→ **SOURCE MATERIAL**:

<<<<

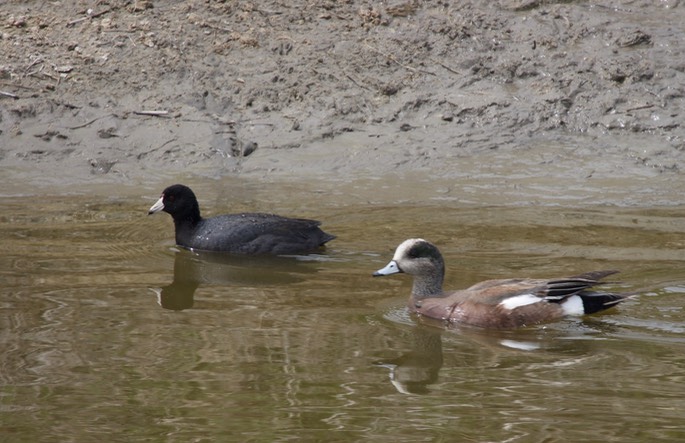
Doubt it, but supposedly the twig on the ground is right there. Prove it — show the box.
[0,91,19,100]
[133,111,169,117]
[67,8,112,27]
[67,114,113,129]
[364,43,437,75]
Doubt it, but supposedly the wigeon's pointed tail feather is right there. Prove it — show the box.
[578,292,637,314]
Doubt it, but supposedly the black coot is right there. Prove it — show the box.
[148,185,335,255]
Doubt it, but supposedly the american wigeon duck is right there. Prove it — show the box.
[148,185,335,255]
[373,238,630,329]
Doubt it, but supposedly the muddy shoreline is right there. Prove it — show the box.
[0,1,685,205]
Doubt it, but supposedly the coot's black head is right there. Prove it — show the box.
[148,185,200,221]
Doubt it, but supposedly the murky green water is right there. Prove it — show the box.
[0,181,685,442]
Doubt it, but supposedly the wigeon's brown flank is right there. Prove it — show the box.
[373,238,632,329]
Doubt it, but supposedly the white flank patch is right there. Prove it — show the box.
[561,295,585,315]
[499,294,542,310]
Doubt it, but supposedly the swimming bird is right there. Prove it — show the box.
[148,184,335,255]
[373,238,632,329]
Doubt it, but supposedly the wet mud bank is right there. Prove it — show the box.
[0,1,685,205]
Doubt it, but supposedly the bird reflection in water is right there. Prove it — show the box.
[154,249,324,311]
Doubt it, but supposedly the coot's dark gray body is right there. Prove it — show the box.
[149,185,335,255]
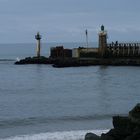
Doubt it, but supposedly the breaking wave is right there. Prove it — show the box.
[0,130,108,140]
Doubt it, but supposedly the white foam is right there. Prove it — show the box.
[0,130,108,140]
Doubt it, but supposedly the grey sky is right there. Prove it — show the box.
[0,0,140,43]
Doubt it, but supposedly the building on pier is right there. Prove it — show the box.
[98,25,140,58]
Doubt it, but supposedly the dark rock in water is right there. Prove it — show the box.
[85,133,100,140]
[15,56,53,65]
[101,134,115,140]
[113,116,133,136]
[129,103,140,125]
[85,104,140,140]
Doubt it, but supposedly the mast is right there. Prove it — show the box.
[85,29,88,48]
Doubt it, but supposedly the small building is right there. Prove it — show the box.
[50,46,72,58]
[72,47,98,58]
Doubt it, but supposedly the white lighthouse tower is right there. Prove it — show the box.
[35,32,41,58]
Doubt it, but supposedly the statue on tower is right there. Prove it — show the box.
[35,32,41,58]
[101,25,105,32]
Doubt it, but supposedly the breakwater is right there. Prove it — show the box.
[15,56,140,68]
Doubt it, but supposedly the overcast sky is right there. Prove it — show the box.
[0,0,140,43]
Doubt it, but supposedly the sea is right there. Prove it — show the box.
[0,43,140,140]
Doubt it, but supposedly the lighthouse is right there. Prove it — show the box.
[99,25,107,57]
[35,32,41,58]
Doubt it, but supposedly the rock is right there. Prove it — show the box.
[113,116,134,136]
[129,103,140,125]
[101,134,115,140]
[85,104,140,140]
[85,133,100,140]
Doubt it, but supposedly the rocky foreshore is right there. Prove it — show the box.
[85,104,140,140]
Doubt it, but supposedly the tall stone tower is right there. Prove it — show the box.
[98,25,107,57]
[35,32,41,57]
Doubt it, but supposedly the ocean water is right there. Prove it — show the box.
[0,43,140,140]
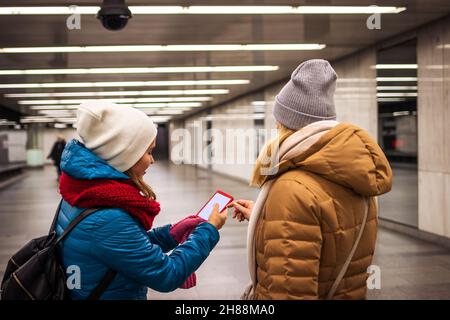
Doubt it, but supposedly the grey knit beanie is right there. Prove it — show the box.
[273,59,337,130]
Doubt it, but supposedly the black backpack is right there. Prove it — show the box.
[1,200,116,300]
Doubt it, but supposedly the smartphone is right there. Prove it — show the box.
[197,190,233,220]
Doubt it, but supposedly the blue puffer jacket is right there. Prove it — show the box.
[56,140,219,300]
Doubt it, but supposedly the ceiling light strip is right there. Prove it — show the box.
[4,89,230,98]
[0,79,250,89]
[0,43,326,53]
[0,66,279,76]
[0,6,406,15]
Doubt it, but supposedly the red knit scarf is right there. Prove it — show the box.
[59,172,160,231]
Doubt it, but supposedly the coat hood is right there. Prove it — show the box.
[279,123,392,196]
[61,139,129,180]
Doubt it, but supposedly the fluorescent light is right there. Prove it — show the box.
[144,115,172,123]
[0,65,279,75]
[4,89,230,98]
[377,92,417,98]
[377,77,417,82]
[132,102,202,108]
[18,97,212,105]
[298,6,406,14]
[156,110,184,115]
[375,64,418,70]
[377,98,406,102]
[0,119,16,126]
[377,86,417,91]
[30,102,202,110]
[0,6,406,15]
[392,111,409,117]
[0,43,326,53]
[20,116,77,123]
[0,6,100,15]
[38,110,75,117]
[252,101,267,107]
[0,80,250,89]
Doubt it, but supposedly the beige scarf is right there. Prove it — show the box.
[241,120,338,300]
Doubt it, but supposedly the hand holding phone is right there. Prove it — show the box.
[197,190,233,229]
[208,203,228,230]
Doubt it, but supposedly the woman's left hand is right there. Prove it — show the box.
[170,215,206,243]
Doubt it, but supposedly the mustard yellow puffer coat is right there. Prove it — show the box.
[255,124,392,299]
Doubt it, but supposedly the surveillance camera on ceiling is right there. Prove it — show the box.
[97,0,133,31]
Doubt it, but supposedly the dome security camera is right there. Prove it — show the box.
[97,0,133,31]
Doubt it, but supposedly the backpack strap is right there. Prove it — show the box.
[50,200,117,300]
[48,199,63,234]
[55,208,100,246]
[327,199,369,300]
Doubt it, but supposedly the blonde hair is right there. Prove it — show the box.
[125,169,156,200]
[250,122,295,187]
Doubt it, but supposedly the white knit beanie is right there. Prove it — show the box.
[77,100,157,172]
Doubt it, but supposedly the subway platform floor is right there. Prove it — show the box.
[0,161,450,300]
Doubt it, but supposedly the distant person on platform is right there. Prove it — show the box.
[47,135,66,181]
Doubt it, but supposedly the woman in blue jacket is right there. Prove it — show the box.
[56,101,227,300]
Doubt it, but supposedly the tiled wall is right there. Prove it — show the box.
[417,18,450,237]
[333,49,378,140]
[178,50,378,185]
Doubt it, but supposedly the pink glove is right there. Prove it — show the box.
[169,215,206,243]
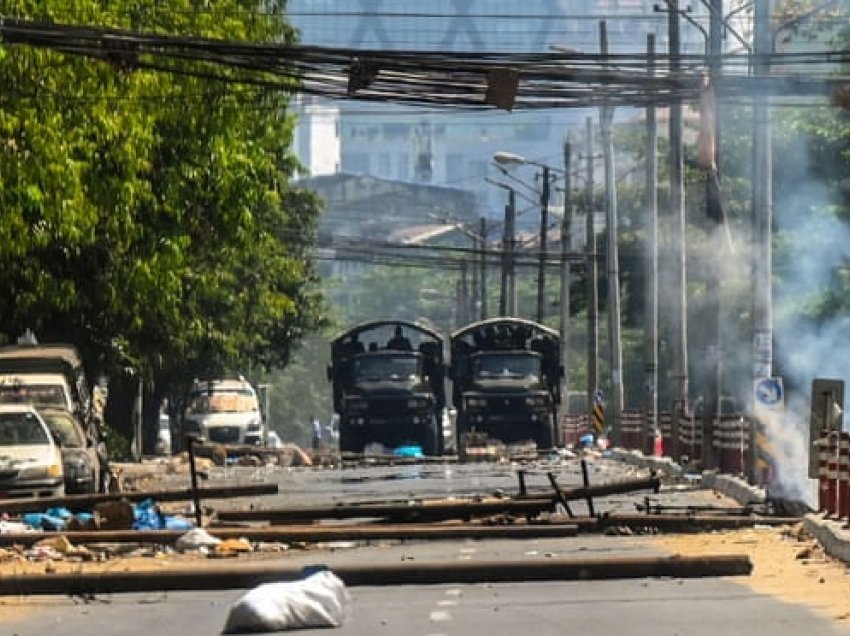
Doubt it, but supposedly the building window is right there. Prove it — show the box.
[378,152,392,179]
[398,152,410,181]
[342,152,369,174]
[446,152,466,183]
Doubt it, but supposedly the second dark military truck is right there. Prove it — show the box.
[328,320,446,456]
[451,318,562,450]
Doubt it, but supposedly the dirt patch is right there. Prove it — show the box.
[655,525,850,625]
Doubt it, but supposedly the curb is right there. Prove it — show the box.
[803,513,850,565]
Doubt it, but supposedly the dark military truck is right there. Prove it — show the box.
[328,320,446,456]
[451,318,563,449]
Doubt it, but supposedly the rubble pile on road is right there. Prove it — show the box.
[0,450,808,593]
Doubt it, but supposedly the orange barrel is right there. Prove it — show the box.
[679,415,702,463]
[838,433,850,521]
[561,414,587,446]
[714,416,747,475]
[825,431,838,515]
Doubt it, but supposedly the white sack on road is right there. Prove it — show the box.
[224,570,350,634]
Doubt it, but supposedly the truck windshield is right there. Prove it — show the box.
[186,388,260,413]
[0,384,68,407]
[354,353,420,382]
[472,353,540,380]
[0,413,50,446]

>>>>

Reproduce the entries from their start through the line containing "[499,294,542,310]", with both ends included and the pictures left out.

Doubt it, but supposedly the twig on the ground is right there. Prove it — show the box.
[0,91,19,100]
[133,111,169,117]
[67,8,112,27]
[67,114,113,129]
[364,43,437,75]
Doubt it, but supposedly the wigeon's pointed tail feather is right there. Prove it — show the box.
[578,292,637,314]
Doubt it, but supposedly the black coot is right there. Prove it — show the box.
[148,185,335,255]
Doubt it, but supposedly the american wigeon duck is right there. Prove it — show the box.
[148,185,335,255]
[373,238,630,329]
Doubt it, but supposedly the muddy shoreline is right there. Prove it — show the box.
[0,1,685,205]
Doubt it, but supposedly the coot's black head is right there. Prove it — show the box.
[148,185,200,221]
Doubt it, but supposedly the murky green water is right there. Prove it — show the box.
[0,181,685,442]
Doubt it, but supposedly the wigeon's brown flank is right there. Prove it — show the box.
[373,238,632,329]
Doubt it, but supposedly the white flank patch is right there. Prove it — show the box.
[561,295,585,315]
[499,294,542,310]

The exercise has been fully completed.